→ **Textauszug**

# meinung zu wtp gabeln



## heup (13. September 2008)

hi
hab mir mal die wtp helium fork in  weiß und die   wtp exalibur fork in weiß angeguckt 
 welche ist besser oder gibt es andere in weiß mit evtl. besserer qualität?

bin für antworten dankbar

heup

mach mich auch grad mal auf die suche, was mir noch gefallen könnte


----------



## heup (13. September 2008)

ich bins nochma

hab noch mal die VERDE chorus lite forkangeguckt 

nochma die gewichtsangaben zu den gabeln

=>WeThePeople Helium Fork : ca. 0,99kg
=>WeThePeople Exalibur Fork : ca. 1,00kg
=>Verde Chorus Lite Fork : 893g

also is die verde gabel die leichteste

isses auch von der quali die beste??mir würde sogar die vom aussehen mehr gefallen-in weiß

heup


----------



## MTB-News.de




----------



## RISE (14. September 2008)

Mal neben der Tatsache, dass ich Gabeln unter 1kg nur bedingte Haltbarkeit traue (Odyssey mal abgesehen), würde ich zu totsicheren Dingern greifen. Neben der erwähnten Odyssey wär das z.B. auch WTP und dann vermutlich zur Excalibur, weil die günstiger ist.


----------



## heup (14. September 2008)

also wie jetzt?? odyssey gabel oder wtp exalibur??

desto leichter desto weniger stabil??


----------



## lennarth (15. September 2008)

stell dir vor mein freund,das ist richtig!
leichter bedeutet meistens weniger material und weniger material bricht schneller.schnellbrechend = weniger stabil.letztendlich wird keine der drei schlecht sein


----------



## heup (7. November 2008)

→ **Daten**
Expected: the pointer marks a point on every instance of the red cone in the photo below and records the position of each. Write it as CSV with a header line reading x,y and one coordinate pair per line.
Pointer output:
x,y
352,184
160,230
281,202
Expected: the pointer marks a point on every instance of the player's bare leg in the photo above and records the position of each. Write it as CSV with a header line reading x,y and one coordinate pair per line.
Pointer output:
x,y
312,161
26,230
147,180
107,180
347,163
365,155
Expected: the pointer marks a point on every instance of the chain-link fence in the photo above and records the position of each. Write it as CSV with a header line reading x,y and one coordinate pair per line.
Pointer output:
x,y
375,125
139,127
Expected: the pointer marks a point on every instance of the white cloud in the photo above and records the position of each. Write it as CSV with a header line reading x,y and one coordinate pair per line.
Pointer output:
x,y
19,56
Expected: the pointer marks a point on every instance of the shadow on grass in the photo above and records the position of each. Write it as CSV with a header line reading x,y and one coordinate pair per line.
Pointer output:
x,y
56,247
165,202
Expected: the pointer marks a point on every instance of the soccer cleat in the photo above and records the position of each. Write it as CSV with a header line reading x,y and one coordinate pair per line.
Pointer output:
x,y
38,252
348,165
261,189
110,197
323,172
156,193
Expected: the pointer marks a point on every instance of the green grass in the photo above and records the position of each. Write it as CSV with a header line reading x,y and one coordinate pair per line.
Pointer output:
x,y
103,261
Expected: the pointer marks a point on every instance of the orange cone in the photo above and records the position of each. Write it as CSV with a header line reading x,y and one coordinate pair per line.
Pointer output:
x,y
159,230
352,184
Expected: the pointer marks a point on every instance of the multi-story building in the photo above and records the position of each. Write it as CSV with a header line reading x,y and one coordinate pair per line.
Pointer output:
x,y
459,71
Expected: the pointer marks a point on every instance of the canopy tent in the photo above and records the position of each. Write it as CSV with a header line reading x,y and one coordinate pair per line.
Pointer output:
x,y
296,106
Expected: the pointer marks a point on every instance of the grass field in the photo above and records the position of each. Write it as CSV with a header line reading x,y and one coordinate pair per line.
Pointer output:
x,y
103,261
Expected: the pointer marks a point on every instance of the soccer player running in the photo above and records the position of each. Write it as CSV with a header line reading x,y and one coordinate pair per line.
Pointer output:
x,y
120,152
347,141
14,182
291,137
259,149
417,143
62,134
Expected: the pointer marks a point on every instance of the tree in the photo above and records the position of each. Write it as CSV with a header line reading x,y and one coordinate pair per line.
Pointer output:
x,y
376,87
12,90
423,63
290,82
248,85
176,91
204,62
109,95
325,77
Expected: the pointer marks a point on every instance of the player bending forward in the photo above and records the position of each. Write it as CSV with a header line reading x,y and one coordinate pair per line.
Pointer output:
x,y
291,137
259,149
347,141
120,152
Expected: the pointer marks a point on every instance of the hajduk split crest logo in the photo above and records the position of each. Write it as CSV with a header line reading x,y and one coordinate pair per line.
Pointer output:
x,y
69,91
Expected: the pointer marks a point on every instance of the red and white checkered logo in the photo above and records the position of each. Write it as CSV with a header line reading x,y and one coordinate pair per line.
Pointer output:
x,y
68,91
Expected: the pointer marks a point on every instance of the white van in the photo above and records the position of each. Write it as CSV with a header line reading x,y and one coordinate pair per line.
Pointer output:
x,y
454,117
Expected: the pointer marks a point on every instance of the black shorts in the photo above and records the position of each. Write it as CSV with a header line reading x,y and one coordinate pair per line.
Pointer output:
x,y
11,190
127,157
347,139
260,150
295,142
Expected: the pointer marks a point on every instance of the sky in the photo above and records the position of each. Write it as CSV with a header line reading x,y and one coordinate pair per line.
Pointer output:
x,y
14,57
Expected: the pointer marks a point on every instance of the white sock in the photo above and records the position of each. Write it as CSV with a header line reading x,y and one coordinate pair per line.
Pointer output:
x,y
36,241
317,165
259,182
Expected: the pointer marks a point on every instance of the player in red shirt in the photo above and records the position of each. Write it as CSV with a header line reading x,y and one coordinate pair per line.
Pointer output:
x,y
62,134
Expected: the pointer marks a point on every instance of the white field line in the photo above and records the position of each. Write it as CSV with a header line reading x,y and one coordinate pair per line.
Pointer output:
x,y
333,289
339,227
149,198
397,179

→ **Aufgabenliste**
1. Übersetze den Satz „Mal neben der Tatsache, dass ich Gabeln unter 1kg nur bedingte Haltbarkeit traue (Odyssey mal abgesehen), würde ich zu totsicheren Dingern greifen.“ aus dem Textauszug ins Englische.
2. Nenne alle Gabeln, für die der Textauszug ein Gewicht angibt, jeweils zusammen mit diesem Gewicht.
3. Schreibe aus dem Textauszug die Passage von „Mal neben der“ bis „die günstiger ist.“ unverändert ab.

→ **Ergebnisse in Reihenfolge**
1. Apart from the fact that I only partly trust the durability of forks under 1 kg (Odyssey aside), I would go for dead-certain ones.

2.
- WeThePeople Helium Fork: ca. 0,99kg
- WeThePeople Exalibur Fork: ca. 1,00kg
- Verde Chorus Lite Fork: 893g

3.
Mal neben der Tatsache, dass ich Gabeln unter 1kg nur bedingte Haltbarkeit traue (Odyssey mal abgesehen), würde ich zu totsicheren Dingern greifen. Neben der erwähnten Odyssey wär das z.B. auch WTP und dann vermutlich zur Excalibur, weil die günstiger ist.